-- Exercise aim --
All lines from the one with "142 68 227 176" onward, through the last line of the records below, are to be retyped word for word.

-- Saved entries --
*****

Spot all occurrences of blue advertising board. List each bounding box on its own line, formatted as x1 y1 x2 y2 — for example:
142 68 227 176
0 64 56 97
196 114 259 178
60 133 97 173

*****

-- Response to the exercise --
142 68 227 176
0 64 56 97
196 114 259 178
60 133 97 173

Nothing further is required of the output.